Restate the whole of the material. Keep every word, and drop the pictures.
>> begin DATA LINES
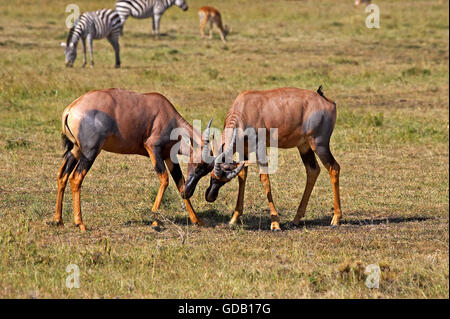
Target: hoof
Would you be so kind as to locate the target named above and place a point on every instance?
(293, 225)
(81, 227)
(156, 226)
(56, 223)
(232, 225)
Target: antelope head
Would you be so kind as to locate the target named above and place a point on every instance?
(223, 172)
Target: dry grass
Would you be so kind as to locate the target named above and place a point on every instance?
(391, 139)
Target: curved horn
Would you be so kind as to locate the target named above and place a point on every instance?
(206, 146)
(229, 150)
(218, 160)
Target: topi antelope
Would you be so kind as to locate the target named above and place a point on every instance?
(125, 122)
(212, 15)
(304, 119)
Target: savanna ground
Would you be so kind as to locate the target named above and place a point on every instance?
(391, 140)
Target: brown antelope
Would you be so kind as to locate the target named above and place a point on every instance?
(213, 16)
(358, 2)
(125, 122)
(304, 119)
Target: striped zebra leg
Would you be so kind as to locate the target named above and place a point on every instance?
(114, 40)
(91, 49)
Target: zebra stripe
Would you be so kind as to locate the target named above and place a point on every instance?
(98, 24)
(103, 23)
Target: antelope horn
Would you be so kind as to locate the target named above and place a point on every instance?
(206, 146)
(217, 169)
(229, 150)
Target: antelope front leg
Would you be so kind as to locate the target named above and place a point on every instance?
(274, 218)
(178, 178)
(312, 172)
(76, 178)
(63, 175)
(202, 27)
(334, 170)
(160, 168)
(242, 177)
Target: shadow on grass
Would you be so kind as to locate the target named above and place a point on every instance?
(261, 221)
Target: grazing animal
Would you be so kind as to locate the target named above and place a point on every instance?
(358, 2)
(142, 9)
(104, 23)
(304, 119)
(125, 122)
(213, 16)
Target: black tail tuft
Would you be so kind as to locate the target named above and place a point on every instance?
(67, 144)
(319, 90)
>> end DATA LINES
### SOLUTION FOR THIS EXERCISE
Target: hoof
Would you be so kind as to locate the target named above and place a point on every instance?
(293, 225)
(81, 227)
(156, 226)
(56, 223)
(232, 225)
Target: antelope head
Would you be so kind as to locate the target named above and place a point on every instance?
(223, 172)
Target: dry grass
Would you be so kind as to locate the target named above and place a point on every instance?
(391, 139)
Target: curved horn
Would you be so kind as to locate the target named above and place a point on every instance?
(206, 146)
(229, 150)
(218, 160)
Target: topi antelope
Would you be so kind as to locate the target named above and place a point on every instance?
(125, 122)
(212, 15)
(304, 119)
Target: savanna ground
Would you be so kind as to locate the target named above and place a point on every instance?
(391, 140)
Target: brown antelope
Would you be so kind as to locate the target named above and place a point on every instance?
(213, 16)
(358, 2)
(125, 122)
(304, 119)
Target: striped zebra leg
Would you be so kind as to locate the target named above and place a point on every instance?
(114, 40)
(91, 49)
Target: zebra stripe
Would you be so kind as to locate the target named above and place a point on every instance?
(98, 24)
(103, 23)
Target: antelope horn
Would you be so kind as to locate the target named above and place a point on every instance?
(206, 146)
(217, 169)
(229, 150)
Target: antelope front leg
Would you be so kind as to locate the target named above and place a point on every instance?
(274, 218)
(178, 178)
(312, 172)
(76, 178)
(63, 175)
(202, 27)
(334, 170)
(160, 168)
(242, 177)
Target: shadow on grass
Would you be so kind as to locate the target named above and place a point on every instance?
(261, 221)
Target: grazing animal
Would you be so kind as to locate the target named above and place a point on every instance?
(358, 2)
(142, 9)
(104, 23)
(304, 119)
(125, 122)
(213, 16)
Target: black tail tuft
Would you be so kind as to locate the target named above and place a point on every instance?
(67, 144)
(319, 90)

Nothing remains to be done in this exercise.